INFORMATION SUPPLIED:
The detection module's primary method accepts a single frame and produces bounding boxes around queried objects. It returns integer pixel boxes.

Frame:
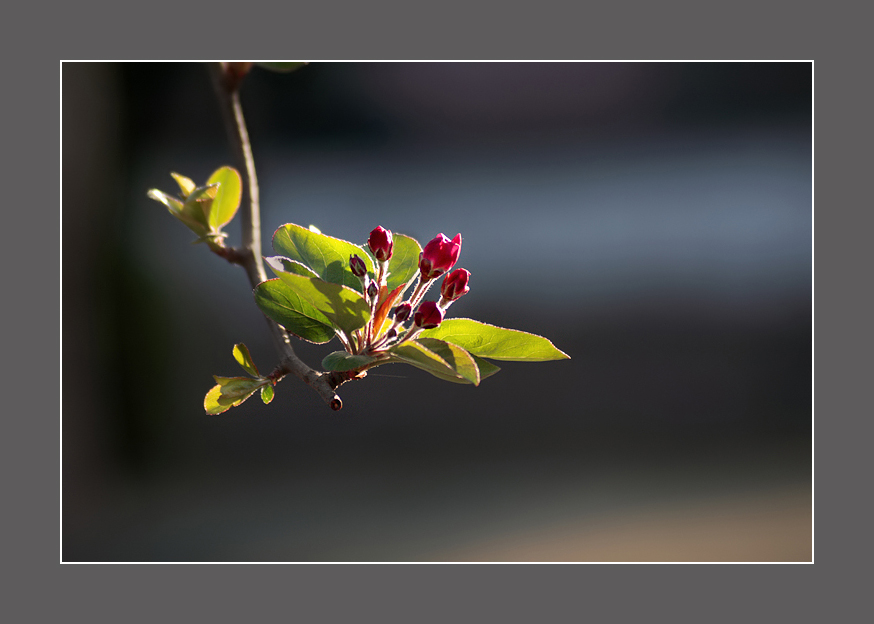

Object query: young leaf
[371,282,407,339]
[274,271,371,336]
[170,172,196,198]
[147,189,208,236]
[322,351,379,372]
[204,376,262,414]
[254,278,336,344]
[419,318,570,361]
[206,166,242,229]
[260,384,274,404]
[232,343,260,377]
[273,223,374,292]
[384,234,422,292]
[181,184,219,229]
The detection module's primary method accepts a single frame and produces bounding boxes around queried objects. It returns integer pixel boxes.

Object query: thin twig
[208,63,346,410]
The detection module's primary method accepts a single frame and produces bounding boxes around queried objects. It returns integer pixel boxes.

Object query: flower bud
[440,268,470,302]
[419,233,462,280]
[349,254,367,278]
[414,301,444,329]
[368,226,394,262]
[366,279,379,300]
[392,302,412,323]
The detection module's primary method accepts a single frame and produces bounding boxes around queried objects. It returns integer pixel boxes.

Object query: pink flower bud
[440,268,470,302]
[414,300,444,329]
[418,233,462,280]
[392,302,412,323]
[368,226,394,262]
[349,254,367,278]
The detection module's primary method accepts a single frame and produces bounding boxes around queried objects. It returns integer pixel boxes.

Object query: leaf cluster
[147,167,242,250]
[203,344,275,415]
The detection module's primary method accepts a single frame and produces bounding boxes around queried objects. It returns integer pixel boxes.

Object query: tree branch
[208,63,345,410]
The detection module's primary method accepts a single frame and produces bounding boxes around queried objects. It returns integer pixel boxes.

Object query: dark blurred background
[63,62,811,561]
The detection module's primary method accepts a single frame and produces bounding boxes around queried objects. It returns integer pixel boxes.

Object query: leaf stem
[208,63,346,410]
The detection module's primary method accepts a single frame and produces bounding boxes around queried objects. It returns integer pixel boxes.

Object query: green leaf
[385,234,422,293]
[419,318,570,361]
[257,62,307,72]
[170,172,196,198]
[415,338,480,385]
[371,345,501,384]
[273,223,374,292]
[471,354,501,381]
[206,166,242,229]
[260,384,274,404]
[254,278,336,344]
[212,376,262,399]
[265,256,320,279]
[274,271,371,336]
[232,343,260,377]
[204,376,262,414]
[322,351,379,372]
[389,340,469,384]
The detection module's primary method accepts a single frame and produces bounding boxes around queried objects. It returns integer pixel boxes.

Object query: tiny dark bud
[367,280,379,300]
[392,302,412,322]
[349,254,367,278]
[330,398,343,411]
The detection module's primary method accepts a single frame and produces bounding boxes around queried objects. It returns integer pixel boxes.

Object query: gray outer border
[35,0,833,620]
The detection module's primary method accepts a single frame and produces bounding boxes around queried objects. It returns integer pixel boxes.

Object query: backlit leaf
[420,318,570,361]
[204,376,262,414]
[274,271,371,336]
[273,223,374,292]
[206,166,242,229]
[232,343,259,377]
[254,278,336,344]
[170,172,196,198]
[384,234,422,293]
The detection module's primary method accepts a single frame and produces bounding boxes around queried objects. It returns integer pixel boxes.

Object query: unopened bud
[392,302,412,323]
[414,301,444,329]
[419,233,462,280]
[368,226,394,262]
[441,268,470,302]
[367,279,379,300]
[349,254,367,278]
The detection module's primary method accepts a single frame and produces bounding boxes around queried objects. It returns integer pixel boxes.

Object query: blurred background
[62,62,811,562]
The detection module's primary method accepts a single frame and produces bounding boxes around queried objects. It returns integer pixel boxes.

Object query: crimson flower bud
[368,226,394,262]
[392,302,412,323]
[414,301,444,329]
[349,254,367,278]
[418,233,462,280]
[441,268,470,302]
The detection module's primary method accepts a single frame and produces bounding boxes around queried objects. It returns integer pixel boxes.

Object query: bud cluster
[349,227,471,356]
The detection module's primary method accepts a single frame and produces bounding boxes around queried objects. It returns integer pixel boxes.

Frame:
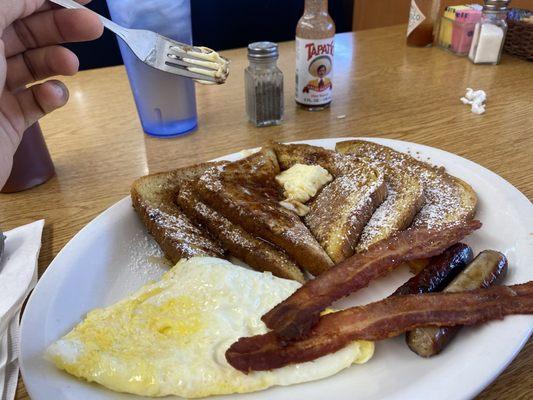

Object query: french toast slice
[195,147,334,276]
[176,181,305,283]
[355,164,424,252]
[131,164,225,264]
[273,142,347,177]
[335,140,478,229]
[304,162,388,263]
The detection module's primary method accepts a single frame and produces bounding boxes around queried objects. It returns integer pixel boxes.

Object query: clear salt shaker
[469,0,509,65]
[245,42,284,127]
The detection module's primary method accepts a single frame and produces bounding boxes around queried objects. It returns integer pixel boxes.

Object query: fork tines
[165,43,228,84]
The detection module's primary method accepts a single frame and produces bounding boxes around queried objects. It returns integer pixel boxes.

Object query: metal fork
[0,229,4,263]
[48,0,229,84]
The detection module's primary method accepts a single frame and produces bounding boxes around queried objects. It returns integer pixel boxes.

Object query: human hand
[0,0,103,188]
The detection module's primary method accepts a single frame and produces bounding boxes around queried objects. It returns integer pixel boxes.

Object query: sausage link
[406,250,508,357]
[392,243,473,296]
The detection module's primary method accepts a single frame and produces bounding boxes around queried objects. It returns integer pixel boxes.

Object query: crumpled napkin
[0,220,44,400]
[460,88,487,115]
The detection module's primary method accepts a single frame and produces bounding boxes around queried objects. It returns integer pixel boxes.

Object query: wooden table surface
[1,24,532,400]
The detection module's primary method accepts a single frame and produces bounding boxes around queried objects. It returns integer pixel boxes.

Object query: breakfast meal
[46,139,533,398]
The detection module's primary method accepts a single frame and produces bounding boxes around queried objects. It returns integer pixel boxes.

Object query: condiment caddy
[438,6,482,55]
[436,1,513,65]
[438,5,472,49]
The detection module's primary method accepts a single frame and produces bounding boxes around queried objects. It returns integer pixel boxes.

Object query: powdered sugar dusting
[341,142,471,230]
[127,231,168,277]
[145,202,223,258]
[176,183,304,280]
[191,192,255,252]
[305,162,386,262]
[412,170,462,228]
[358,183,399,250]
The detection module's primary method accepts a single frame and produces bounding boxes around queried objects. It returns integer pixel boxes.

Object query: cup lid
[247,42,279,60]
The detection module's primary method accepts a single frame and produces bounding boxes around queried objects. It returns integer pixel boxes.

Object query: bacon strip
[262,220,482,341]
[227,281,533,372]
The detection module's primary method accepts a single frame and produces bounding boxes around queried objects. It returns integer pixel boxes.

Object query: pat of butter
[276,164,333,216]
[279,200,310,217]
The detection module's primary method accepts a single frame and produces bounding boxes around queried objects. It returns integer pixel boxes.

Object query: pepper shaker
[245,42,284,127]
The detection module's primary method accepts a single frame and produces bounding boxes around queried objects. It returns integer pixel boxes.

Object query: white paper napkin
[0,220,44,400]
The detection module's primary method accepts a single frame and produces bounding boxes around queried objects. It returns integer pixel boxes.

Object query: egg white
[46,257,374,398]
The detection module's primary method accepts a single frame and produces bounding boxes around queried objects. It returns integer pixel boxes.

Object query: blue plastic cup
[106,0,198,137]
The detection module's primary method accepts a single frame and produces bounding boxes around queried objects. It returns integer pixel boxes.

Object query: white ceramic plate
[20,138,533,400]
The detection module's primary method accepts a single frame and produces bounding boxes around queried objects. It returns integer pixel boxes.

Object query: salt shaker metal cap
[247,42,279,60]
[483,0,510,12]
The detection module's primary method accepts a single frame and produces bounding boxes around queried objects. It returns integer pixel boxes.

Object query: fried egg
[46,257,374,398]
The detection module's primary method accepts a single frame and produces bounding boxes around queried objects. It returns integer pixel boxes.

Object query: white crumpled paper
[0,220,44,400]
[460,88,487,115]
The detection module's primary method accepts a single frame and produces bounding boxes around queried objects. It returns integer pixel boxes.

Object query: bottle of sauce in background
[1,123,55,193]
[295,0,335,111]
[407,0,441,47]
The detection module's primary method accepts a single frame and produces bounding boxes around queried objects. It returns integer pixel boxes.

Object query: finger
[13,80,69,128]
[3,8,103,58]
[0,0,45,31]
[6,45,79,90]
[0,0,93,30]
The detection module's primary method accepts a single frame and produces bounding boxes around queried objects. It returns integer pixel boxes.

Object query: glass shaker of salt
[469,0,510,65]
[245,42,284,127]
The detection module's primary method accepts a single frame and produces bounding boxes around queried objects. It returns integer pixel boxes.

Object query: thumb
[14,79,69,129]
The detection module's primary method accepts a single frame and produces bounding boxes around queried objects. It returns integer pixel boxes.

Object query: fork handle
[48,0,129,40]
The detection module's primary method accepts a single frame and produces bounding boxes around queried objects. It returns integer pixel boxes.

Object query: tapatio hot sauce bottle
[406,0,441,47]
[295,0,335,110]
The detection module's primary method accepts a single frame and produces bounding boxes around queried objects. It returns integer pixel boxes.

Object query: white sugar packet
[0,220,44,400]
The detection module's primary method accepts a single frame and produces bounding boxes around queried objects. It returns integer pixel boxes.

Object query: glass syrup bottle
[295,0,335,111]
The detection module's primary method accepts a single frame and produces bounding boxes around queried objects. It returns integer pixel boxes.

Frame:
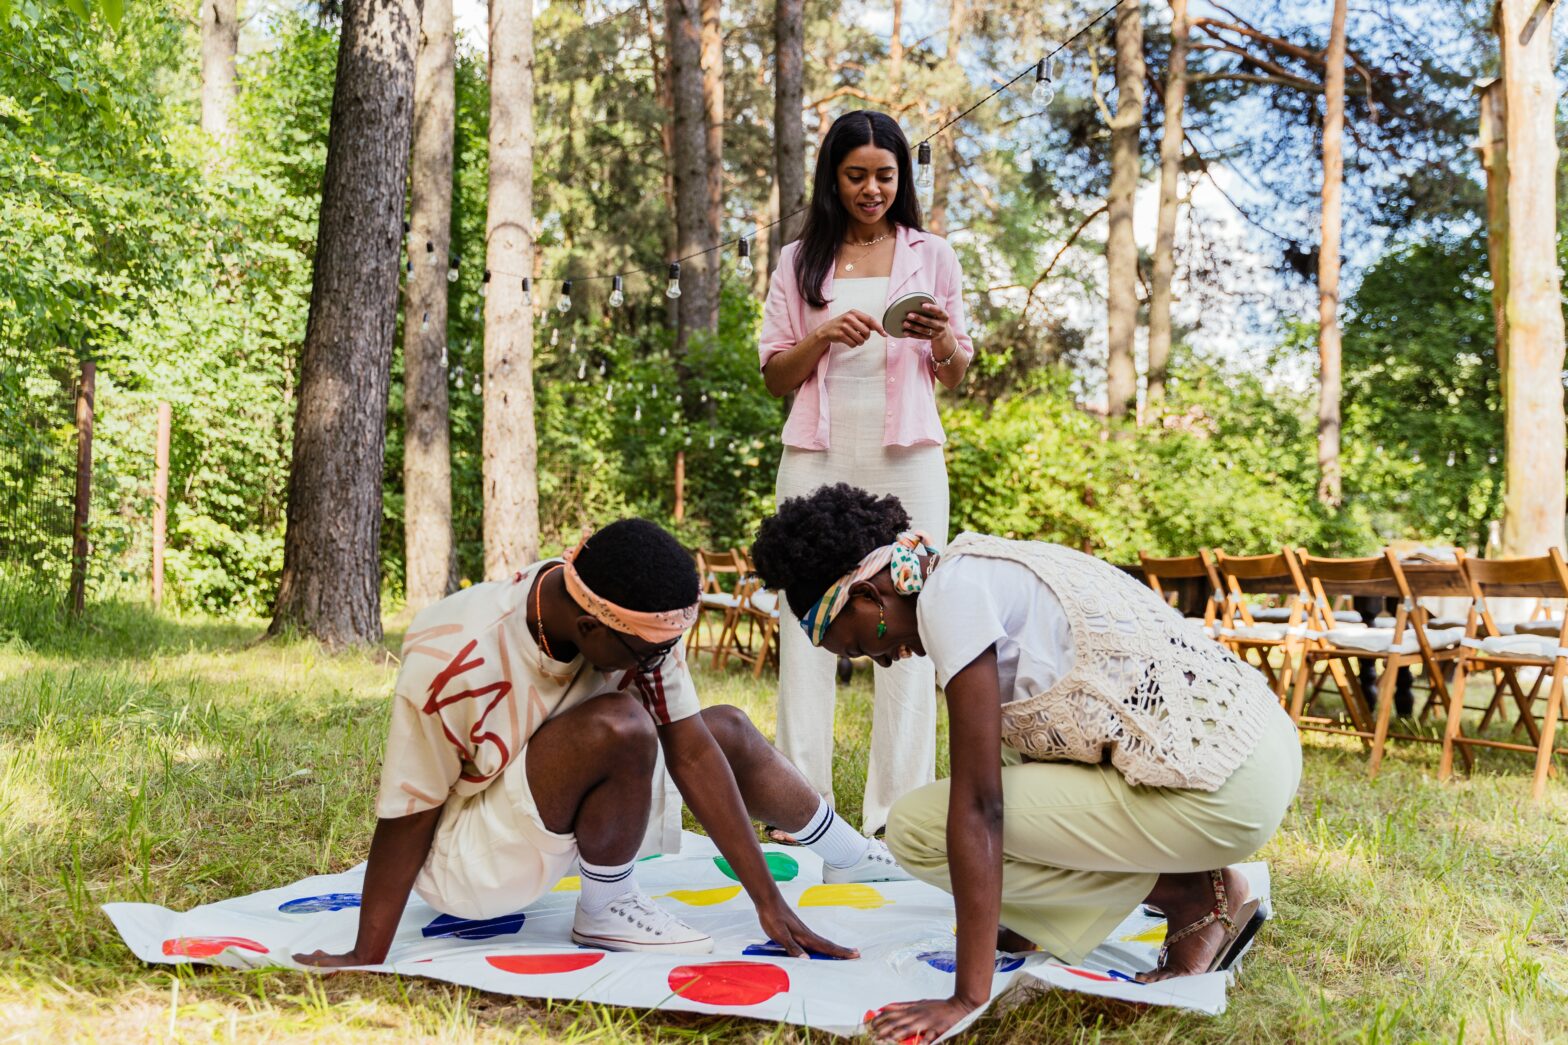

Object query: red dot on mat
[485,953,605,975]
[161,936,268,959]
[1062,966,1117,983]
[667,961,789,1007]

EXERCISE GOAL: In the listing, find the line with "Object query: glass syrup bottle" and retype exactly from there through the last line, both included, leaving the pictures out.

TASK OUTPUT:
Object query: glass syrup bottle
[295,0,335,111]
The detection module's primary method accepts a single frame and produces bounding boxes around queried objects. It returns integer pixel boxes.

Frame:

Object query: red dot on mat
[485,953,605,975]
[161,936,268,959]
[1062,966,1117,983]
[667,961,789,1007]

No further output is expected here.